■ INSTRUCTIONS FOR THE TASK:
From the entries below, pull out every line containing the word "wearing" and copy those lines. Match the capitalization exactly.

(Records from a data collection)
-- begin --

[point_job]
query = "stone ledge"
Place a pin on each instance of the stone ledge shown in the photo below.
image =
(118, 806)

-- end --
-- begin --

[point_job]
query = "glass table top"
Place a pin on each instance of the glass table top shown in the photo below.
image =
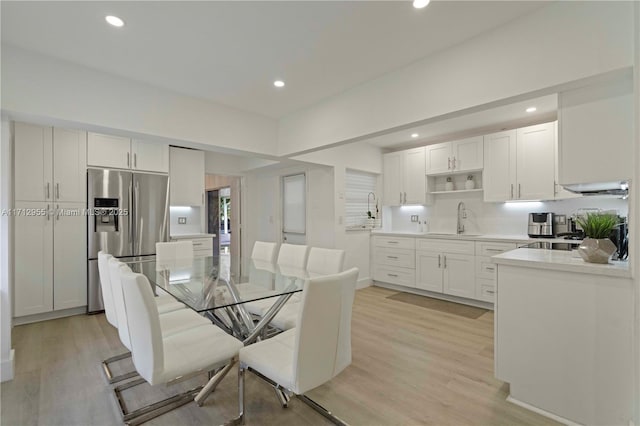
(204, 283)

-- end --
-- begin --

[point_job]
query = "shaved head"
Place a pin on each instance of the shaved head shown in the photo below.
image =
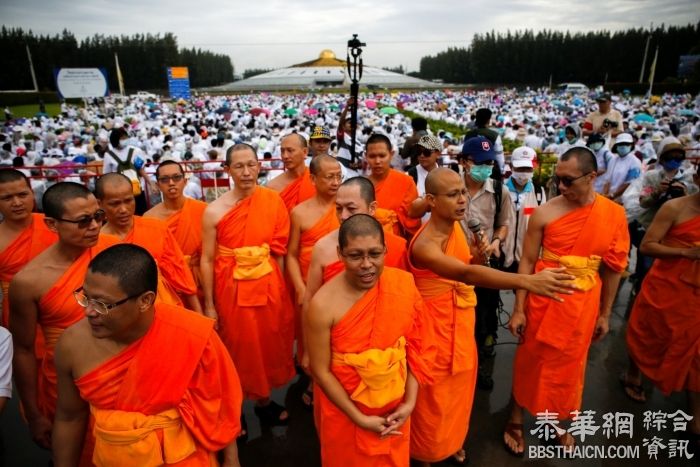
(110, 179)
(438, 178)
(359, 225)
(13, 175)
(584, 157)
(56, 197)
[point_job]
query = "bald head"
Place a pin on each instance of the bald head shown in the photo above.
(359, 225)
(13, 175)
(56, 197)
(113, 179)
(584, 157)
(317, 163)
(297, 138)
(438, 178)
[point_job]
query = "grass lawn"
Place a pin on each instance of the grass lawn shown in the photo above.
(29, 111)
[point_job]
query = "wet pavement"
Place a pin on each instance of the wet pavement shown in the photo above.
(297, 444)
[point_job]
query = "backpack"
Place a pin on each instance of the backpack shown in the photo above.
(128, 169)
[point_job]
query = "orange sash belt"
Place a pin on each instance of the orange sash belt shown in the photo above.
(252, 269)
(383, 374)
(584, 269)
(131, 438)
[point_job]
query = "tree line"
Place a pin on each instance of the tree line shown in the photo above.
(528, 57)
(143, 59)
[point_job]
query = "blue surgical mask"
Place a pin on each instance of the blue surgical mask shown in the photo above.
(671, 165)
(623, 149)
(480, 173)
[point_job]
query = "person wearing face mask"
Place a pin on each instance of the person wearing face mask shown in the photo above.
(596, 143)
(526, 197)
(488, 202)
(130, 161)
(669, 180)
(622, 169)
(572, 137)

-- end --

■ EXERCISE OUTPUT:
query = "person wearing face mask"
Place a pin on each instance of the person wearing face mask shown in the photo above.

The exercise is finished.